WHAT THE TASK ASKS
In the entries that follow, find every line containing "twig" and copy it.

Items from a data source
[Start of section]

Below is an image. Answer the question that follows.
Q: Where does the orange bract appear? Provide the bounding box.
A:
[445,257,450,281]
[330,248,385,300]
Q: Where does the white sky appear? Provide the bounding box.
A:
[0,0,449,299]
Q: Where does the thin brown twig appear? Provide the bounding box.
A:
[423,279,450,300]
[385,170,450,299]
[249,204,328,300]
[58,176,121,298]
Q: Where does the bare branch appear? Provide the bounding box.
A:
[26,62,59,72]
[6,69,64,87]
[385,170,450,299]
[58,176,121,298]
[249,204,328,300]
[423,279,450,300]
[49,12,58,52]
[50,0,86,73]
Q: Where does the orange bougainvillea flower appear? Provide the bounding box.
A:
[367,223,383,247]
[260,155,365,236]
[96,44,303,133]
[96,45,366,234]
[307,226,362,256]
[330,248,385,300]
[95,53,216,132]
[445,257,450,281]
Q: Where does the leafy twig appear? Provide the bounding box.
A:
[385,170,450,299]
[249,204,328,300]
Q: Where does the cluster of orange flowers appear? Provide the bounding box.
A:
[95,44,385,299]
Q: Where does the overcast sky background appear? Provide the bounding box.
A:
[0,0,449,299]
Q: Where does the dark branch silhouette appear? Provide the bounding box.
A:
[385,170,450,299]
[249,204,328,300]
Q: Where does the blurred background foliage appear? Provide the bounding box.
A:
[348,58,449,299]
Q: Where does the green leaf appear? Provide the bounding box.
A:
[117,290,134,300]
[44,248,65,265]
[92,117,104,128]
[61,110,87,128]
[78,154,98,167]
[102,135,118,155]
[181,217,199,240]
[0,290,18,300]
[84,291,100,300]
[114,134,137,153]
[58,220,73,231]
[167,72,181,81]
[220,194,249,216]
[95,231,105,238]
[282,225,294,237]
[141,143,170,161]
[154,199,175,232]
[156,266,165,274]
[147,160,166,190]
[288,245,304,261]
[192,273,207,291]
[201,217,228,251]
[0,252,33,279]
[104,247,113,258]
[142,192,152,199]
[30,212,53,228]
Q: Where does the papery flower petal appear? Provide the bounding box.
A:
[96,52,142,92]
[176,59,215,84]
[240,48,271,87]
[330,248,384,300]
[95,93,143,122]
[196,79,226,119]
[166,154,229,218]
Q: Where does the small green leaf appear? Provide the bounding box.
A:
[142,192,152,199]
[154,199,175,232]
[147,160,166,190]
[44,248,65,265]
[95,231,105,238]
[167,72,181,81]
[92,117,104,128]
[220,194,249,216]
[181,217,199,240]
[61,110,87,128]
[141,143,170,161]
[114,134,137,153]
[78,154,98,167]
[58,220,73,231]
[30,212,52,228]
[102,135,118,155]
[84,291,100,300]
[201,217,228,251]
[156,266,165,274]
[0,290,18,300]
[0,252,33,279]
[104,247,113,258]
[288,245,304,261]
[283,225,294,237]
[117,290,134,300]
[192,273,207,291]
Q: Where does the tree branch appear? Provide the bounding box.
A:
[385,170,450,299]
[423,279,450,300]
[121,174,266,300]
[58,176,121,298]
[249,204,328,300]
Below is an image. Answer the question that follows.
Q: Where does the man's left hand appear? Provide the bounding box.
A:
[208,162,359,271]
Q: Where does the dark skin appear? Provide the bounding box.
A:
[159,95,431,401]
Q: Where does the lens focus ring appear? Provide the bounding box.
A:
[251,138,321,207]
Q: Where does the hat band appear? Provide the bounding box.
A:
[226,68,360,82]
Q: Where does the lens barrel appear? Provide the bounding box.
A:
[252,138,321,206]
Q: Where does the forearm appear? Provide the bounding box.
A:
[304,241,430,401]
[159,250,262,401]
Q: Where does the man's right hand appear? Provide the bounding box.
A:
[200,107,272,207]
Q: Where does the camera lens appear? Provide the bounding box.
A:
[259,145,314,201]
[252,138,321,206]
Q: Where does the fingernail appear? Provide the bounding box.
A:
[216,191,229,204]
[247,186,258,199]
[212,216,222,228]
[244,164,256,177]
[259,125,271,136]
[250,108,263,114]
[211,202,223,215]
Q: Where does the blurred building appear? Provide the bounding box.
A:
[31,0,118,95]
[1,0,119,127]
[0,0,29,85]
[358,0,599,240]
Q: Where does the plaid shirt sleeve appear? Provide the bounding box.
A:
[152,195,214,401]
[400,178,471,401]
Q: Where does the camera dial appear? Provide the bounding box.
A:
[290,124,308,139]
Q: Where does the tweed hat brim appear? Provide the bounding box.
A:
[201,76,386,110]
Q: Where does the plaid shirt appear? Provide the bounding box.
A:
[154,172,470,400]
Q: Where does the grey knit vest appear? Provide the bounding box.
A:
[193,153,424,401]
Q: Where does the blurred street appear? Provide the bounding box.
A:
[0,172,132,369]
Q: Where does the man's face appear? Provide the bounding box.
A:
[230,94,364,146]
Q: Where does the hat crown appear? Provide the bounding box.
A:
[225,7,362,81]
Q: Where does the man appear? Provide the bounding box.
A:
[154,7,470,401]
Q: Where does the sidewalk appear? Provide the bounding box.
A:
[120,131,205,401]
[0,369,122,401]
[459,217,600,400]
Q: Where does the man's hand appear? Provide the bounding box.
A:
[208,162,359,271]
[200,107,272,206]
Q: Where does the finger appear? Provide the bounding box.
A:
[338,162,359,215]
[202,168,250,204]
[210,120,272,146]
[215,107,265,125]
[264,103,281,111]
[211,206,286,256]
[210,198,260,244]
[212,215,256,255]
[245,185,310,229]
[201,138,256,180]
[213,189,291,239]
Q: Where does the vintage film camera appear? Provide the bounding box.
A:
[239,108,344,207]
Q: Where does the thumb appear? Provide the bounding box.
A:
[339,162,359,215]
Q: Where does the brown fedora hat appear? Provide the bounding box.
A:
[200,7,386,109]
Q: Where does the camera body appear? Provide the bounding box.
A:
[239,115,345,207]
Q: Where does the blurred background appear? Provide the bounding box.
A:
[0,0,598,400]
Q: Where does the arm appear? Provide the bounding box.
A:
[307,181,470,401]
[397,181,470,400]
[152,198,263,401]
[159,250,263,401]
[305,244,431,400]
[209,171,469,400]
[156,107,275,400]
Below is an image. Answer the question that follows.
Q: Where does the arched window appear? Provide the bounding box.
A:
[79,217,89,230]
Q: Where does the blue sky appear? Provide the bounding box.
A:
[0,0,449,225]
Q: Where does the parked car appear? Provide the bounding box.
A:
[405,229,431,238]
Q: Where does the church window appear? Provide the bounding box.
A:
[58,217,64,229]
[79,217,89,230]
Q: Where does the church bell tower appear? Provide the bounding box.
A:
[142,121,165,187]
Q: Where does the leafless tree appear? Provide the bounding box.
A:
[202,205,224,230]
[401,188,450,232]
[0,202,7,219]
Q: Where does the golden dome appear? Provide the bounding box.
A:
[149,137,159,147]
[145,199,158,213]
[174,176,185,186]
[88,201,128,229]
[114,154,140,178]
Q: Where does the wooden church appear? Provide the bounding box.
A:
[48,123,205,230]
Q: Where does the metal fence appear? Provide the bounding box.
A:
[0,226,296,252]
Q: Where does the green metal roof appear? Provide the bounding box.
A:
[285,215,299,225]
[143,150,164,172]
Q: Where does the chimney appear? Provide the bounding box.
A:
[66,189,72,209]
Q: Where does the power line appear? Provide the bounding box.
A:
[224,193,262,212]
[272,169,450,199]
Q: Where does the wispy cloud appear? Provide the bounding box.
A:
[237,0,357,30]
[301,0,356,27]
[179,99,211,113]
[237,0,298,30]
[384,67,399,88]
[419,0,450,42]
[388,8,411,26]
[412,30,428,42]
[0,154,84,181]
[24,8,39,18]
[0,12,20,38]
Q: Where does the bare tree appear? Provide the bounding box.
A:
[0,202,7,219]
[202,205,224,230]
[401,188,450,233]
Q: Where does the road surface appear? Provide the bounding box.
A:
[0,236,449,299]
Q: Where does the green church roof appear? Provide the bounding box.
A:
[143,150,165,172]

[End of section]

SOLUTION TO THE EXERCISE
Q: Where does the thin brown twig appear? Provide the bounding box.
Q: Where does the leafy twig appear? Provide the bounding box.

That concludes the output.